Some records
* Start *

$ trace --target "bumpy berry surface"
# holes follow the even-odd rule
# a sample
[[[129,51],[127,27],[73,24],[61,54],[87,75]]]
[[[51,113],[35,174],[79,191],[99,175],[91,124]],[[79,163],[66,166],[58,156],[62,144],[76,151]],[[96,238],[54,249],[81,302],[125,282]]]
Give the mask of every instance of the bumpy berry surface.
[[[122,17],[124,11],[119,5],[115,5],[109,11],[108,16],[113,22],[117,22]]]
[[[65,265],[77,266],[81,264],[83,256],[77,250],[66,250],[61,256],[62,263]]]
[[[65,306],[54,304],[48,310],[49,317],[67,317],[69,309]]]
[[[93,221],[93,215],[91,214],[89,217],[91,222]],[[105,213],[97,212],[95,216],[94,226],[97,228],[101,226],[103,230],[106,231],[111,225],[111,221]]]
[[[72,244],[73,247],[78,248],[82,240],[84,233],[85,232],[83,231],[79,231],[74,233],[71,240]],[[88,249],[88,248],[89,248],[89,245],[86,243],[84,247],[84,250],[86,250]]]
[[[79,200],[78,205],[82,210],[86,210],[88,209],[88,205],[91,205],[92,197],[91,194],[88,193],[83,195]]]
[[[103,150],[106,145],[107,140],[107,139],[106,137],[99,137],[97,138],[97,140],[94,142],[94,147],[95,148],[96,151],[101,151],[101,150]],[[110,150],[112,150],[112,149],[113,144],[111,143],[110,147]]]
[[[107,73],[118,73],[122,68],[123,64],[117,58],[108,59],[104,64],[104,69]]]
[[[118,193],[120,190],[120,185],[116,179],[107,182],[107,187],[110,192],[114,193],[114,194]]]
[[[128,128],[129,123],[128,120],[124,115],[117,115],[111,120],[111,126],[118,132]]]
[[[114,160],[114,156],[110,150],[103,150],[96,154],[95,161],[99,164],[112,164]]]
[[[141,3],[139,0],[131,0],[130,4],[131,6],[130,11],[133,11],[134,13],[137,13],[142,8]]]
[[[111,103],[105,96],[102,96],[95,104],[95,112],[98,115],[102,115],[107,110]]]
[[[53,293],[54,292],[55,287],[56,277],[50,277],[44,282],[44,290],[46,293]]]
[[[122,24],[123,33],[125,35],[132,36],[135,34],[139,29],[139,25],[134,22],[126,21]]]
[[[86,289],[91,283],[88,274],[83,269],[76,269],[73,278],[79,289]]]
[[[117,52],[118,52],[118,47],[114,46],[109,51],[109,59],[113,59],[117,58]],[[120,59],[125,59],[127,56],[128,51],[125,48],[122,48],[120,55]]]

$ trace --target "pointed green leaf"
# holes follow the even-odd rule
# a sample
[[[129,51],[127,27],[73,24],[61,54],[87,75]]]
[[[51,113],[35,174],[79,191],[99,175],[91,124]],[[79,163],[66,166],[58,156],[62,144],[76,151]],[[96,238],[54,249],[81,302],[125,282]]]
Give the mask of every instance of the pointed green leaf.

* End *

Rewrite the records above as a JSON list of strings, one string per line, leaving out the blank lines.

◆ Solution to this exercise
[
  "$ trace --target \"bumpy berry surface\"",
  "# holes follow the even-odd rule",
  "# a sample",
  "[[[129,51],[127,27],[73,24],[61,54],[87,75]]]",
  "[[[51,113],[35,174],[79,191],[99,175],[91,124]],[[79,163],[66,166],[58,156],[62,144],[76,151]],[[96,238],[54,249],[81,302],[125,282]]]",
  "Give the mask of every instance of the bumpy berry surface.",
  "[[[122,17],[124,11],[119,5],[115,5],[109,11],[108,16],[113,22],[117,22]]]",
  "[[[65,265],[77,266],[81,264],[83,256],[77,250],[66,250],[61,256],[62,263]]]",
  "[[[65,306],[54,304],[48,310],[49,317],[67,317],[69,309]]]",
  "[[[93,221],[93,215],[91,214],[89,217],[91,222]],[[105,213],[97,212],[95,216],[94,226],[97,228],[101,226],[103,230],[106,231],[111,225],[111,221]]]",
  "[[[72,244],[73,247],[78,248],[82,240],[84,233],[85,232],[83,231],[79,231],[74,233],[71,240]],[[88,249],[88,248],[89,248],[89,245],[86,243],[84,247],[84,250],[86,250]]]",
  "[[[79,200],[78,205],[82,210],[86,210],[88,209],[88,205],[91,205],[92,197],[91,194],[88,193],[83,195]]]",
  "[[[103,150],[106,145],[107,140],[107,139],[106,137],[99,137],[97,138],[97,140],[94,142],[94,147],[95,148],[96,151],[101,151],[101,150]],[[110,150],[112,150],[112,149],[113,144],[111,143],[110,147]]]",
  "[[[107,73],[118,73],[122,68],[123,64],[117,58],[108,59],[104,64],[104,69]]]",
  "[[[118,193],[120,190],[120,185],[116,179],[107,182],[107,187],[110,192],[114,193],[114,194]]]",
  "[[[128,128],[129,123],[128,120],[124,115],[117,115],[111,120],[111,126],[118,132]]]",
  "[[[114,160],[114,156],[110,150],[103,150],[96,154],[95,161],[99,164],[112,164]]]",
  "[[[141,3],[139,0],[131,0],[130,4],[131,6],[130,11],[133,11],[134,13],[137,13],[142,8]]]",
  "[[[111,103],[105,96],[102,96],[95,104],[95,112],[98,115],[102,115],[107,110]]]",
  "[[[53,293],[54,292],[55,287],[56,277],[50,277],[44,282],[44,290],[46,293]]]",
  "[[[122,24],[123,33],[125,35],[132,36],[135,34],[139,29],[139,25],[134,22],[126,21]]]",
  "[[[86,289],[91,283],[88,274],[83,269],[76,269],[73,278],[79,289]]]",
  "[[[117,52],[118,52],[118,47],[114,46],[109,51],[109,59],[113,59],[117,58]],[[120,59],[125,59],[127,56],[128,51],[125,48],[122,48],[120,55]]]",
  "$ trace --target \"pointed green leaf\"",
  "# holes follow the even-odd rule",
  "# a sample",
  "[[[129,51],[127,27],[73,24],[61,54],[87,75]]]",
  "[[[51,113],[35,174],[79,191],[99,175],[91,124]],[[79,163],[66,166],[58,156],[62,144],[76,151]],[[96,238],[54,249],[81,302],[125,282]]]",
  "Give the mask of every instance of the pointed green leaf."
]